▸ What you need to do
Can you render the lines below as a Markdown table with a "Number" column and a "Line" column, skipping blank lines and leaving the pictures out?

--- BEGIN Task inputs ---

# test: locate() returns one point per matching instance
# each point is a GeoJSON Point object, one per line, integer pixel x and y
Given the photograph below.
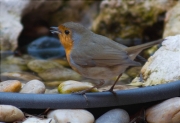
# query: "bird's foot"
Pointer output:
{"type": "Point", "coordinates": [141, 77]}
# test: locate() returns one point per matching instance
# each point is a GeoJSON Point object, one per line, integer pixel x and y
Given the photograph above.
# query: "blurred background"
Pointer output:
{"type": "Point", "coordinates": [25, 24]}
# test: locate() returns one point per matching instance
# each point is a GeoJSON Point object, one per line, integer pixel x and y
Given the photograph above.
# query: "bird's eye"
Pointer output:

--- END Task inputs ---

▸ Output below
| Number | Line |
|---|---|
| 1 | # test: locate() returns one point per matching instance |
| 2 | # each point is a GeoJSON Point object, one per line, integer pixel x and y |
| 3 | Given the photograph below. |
| 4 | # query: "bird's foot" |
| 5 | Pointer output: |
| 6 | {"type": "Point", "coordinates": [141, 77]} |
| 7 | # test: locate() returns one point per matching instance |
| 8 | # each point is a GeoJSON Point object, one per line, integer pixel x and y |
| 9 | Given the photograph above. |
| 10 | # query: "blurred background" |
| 11 | Pointer output: |
| 12 | {"type": "Point", "coordinates": [25, 24]} |
| 13 | # test: locate() returns one point per matching instance |
| 14 | # each point is a GeoJSON Point object, one per line, integer pixel x and y |
| 15 | Given the photograph above. |
| 16 | # query: "bird's eye" |
| 17 | Pointer output: |